>> START

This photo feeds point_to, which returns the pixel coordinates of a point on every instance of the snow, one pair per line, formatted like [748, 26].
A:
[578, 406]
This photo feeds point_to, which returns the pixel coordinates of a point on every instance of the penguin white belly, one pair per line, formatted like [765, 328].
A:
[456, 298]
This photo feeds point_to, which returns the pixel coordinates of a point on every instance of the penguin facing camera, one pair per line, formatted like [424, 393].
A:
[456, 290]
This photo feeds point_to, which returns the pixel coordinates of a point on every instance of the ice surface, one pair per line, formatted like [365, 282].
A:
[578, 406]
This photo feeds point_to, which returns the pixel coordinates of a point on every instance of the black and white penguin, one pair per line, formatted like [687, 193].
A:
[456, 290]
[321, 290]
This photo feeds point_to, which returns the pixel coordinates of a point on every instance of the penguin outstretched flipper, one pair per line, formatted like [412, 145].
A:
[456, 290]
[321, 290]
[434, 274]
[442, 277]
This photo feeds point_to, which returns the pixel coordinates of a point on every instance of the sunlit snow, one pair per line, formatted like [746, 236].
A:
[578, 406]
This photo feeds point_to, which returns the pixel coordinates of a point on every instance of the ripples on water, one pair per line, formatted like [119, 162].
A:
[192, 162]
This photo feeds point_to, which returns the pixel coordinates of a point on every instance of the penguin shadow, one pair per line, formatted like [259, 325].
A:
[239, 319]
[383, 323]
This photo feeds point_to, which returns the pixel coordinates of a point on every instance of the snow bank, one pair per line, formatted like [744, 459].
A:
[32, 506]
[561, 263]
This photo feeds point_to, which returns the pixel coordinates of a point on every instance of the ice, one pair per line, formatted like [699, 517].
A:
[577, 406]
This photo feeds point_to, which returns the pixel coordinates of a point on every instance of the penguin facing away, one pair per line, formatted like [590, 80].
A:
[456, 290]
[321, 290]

>> END

Stated task:
Rewrite all of the material above, substituting "mark_points" for every occurrence of "point_to" and leaving everything else unchanged.

Task response:
This photo feeds mark_points, which returns the pixel coordinates of a point on every instance of the snow, one pair per line, formatted like [748, 26].
A:
[578, 406]
This photo feeds mark_points, which returns the pixel coordinates of a point on every instance of the penguin white belly, one pair per line, formatted like [765, 328].
A:
[456, 298]
This photo feeds mark_points, which returns the pixel coordinates of a point on every instance of the penguin facing camera, one pair per line, formatted like [424, 393].
A:
[456, 290]
This photo feeds mark_points, which returns the pixel coordinates of a point on every instance of the ice surface, one pair per line, formatted like [365, 282].
A:
[578, 406]
This photo feeds mark_points, which returns the pixel coordinates of a point on every instance of the black and white penguin, one pair per line, formatted like [687, 193].
A:
[456, 290]
[321, 290]
This photo feeds mark_points, which returns the pixel coordinates of a point on every instance of the penguin outstretched flipper, one pair per line, formatted like [412, 145].
A:
[456, 290]
[321, 290]
[434, 274]
[442, 277]
This photo feeds mark_points, which returns the pixel coordinates of a point on every instance of the sunlit snow, one pair per line, formatted like [746, 236].
A:
[578, 406]
This photo feeds mark_points, which returns the pixel coordinates of a point on every instance of the ripples on water, one pair per line, formatted like [119, 162].
A:
[192, 162]
This photo feeds mark_points, which returns the pixel coordinates of a point on every instance of the penguin shadow, one pair per line, formatted like [259, 325].
A:
[239, 319]
[383, 323]
This photo feeds mark_points, which returns the pixel coordinates of a point on every instance of the snow bank, one pair per line, formatted like [744, 459].
A:
[32, 506]
[561, 263]
This photo feeds mark_points, which returns the pixel coordinates of a point on every instance of the ice, one pair per line, formatted like [699, 517].
A:
[577, 406]
This photo feeds mark_points, which returns the pixel coordinates of a point on every instance of the penguin facing away, one pair per line, formatted like [590, 80].
A:
[456, 290]
[321, 290]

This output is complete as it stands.